Dataset entries
______

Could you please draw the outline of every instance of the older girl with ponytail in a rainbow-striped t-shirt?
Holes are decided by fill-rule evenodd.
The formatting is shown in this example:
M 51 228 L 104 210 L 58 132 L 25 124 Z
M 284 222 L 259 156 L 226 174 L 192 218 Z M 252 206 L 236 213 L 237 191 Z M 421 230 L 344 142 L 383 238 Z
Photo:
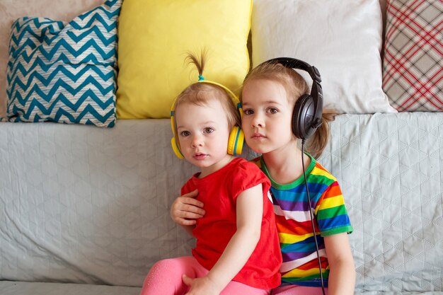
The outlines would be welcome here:
M 355 269 L 347 233 L 352 232 L 352 226 L 343 195 L 333 175 L 313 156 L 301 151 L 300 139 L 292 131 L 294 105 L 306 93 L 306 81 L 293 69 L 275 62 L 255 67 L 243 83 L 242 129 L 248 146 L 262 154 L 257 163 L 272 183 L 283 256 L 282 284 L 272 294 L 323 293 L 307 183 L 326 293 L 351 295 Z M 306 143 L 314 156 L 319 156 L 326 146 L 330 117 L 323 112 L 323 124 Z M 196 194 L 184 195 L 173 204 L 171 214 L 178 223 L 189 224 L 204 216 L 201 203 L 193 199 Z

______

WHAT THE TASK REQUIRES
In the data above, find the line containing "M 51 228 L 104 210 L 58 132 L 25 124 Z", then output it and every later line exactly, without the pictures.

OUTPUT FOR THIS TASK
M 51 228 L 104 210 L 58 132 L 25 124 Z
M 284 222 L 259 156 L 226 174 L 192 218 Z M 252 206 L 236 213 L 237 191 Z M 421 230 L 344 142 L 383 238 Z
Photo:
The outlines would be welcome here:
M 355 269 L 347 233 L 352 232 L 352 226 L 343 195 L 333 175 L 313 156 L 301 151 L 300 139 L 292 131 L 294 105 L 306 93 L 306 81 L 293 69 L 275 62 L 255 67 L 243 83 L 242 129 L 248 146 L 262 154 L 257 163 L 272 183 L 283 256 L 282 284 L 272 294 L 323 293 L 307 183 L 326 293 L 351 295 Z M 306 143 L 314 156 L 319 156 L 326 146 L 330 117 L 323 112 L 323 124 Z M 196 194 L 184 195 L 173 204 L 171 214 L 178 223 L 189 224 L 204 216 L 201 203 L 193 199 Z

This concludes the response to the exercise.